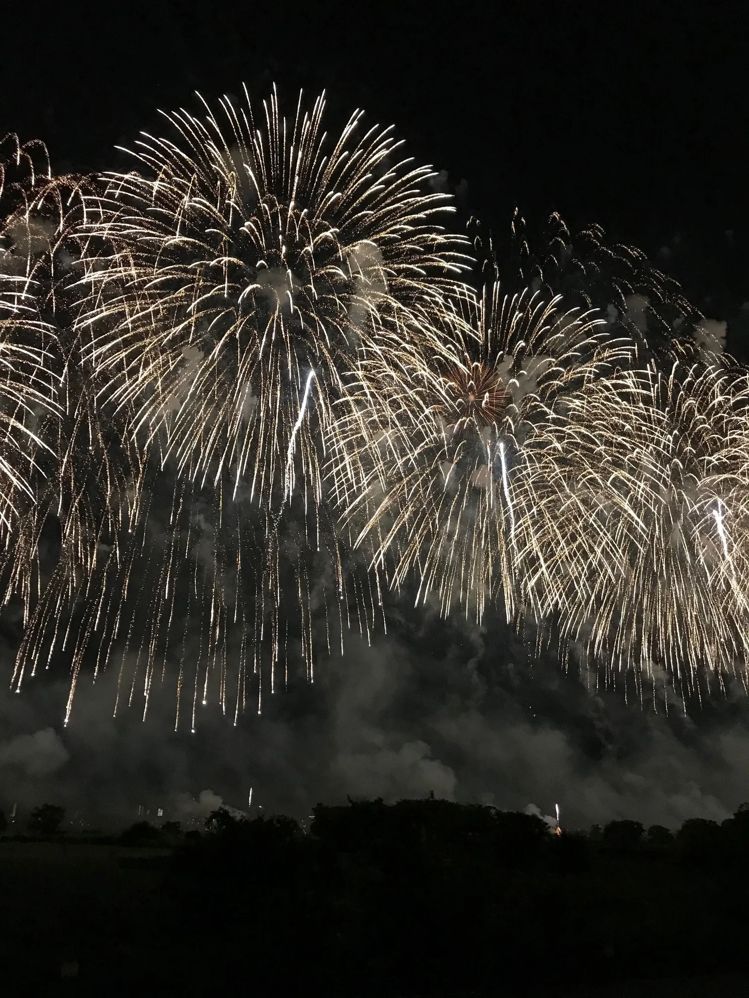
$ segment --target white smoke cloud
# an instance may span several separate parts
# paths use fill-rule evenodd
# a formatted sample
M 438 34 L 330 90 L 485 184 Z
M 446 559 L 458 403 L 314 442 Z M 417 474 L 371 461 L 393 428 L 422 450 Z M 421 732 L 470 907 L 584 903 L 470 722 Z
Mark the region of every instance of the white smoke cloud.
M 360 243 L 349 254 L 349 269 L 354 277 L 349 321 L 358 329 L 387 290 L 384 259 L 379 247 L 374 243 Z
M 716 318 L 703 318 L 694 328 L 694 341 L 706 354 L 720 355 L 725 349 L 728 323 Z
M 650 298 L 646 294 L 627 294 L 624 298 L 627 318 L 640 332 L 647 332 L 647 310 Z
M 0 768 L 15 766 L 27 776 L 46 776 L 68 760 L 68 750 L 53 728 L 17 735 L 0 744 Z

- - - - -

SET EXERCISE: Give the lines of the listing above as a JSON list of strings, one string per line, with blank lines and the picture left out.

THE RESPONSE:
[
  "$ segment --target white smoke cloud",
  "# an instance may span several separate parts",
  "# paths use fill-rule evenodd",
  "# a formatted sample",
  "M 438 34 L 330 90 L 485 184 Z",
  "M 446 559 L 458 403 L 314 442 Z M 417 474 L 371 461 L 393 428 L 422 450 Z M 421 732 L 470 907 L 584 903 L 470 722 Z",
  "Mark the region of every instance of the white smoke cloud.",
  "M 360 243 L 349 254 L 349 269 L 354 277 L 349 321 L 358 329 L 387 290 L 384 259 L 379 247 L 374 243 Z",
  "M 716 318 L 703 318 L 694 328 L 694 341 L 706 354 L 720 355 L 725 349 L 728 323 Z",
  "M 650 298 L 646 294 L 627 294 L 624 298 L 627 318 L 640 332 L 647 332 L 647 310 Z",
  "M 0 768 L 15 766 L 27 776 L 46 776 L 68 760 L 68 750 L 53 728 L 17 735 L 0 744 Z"
]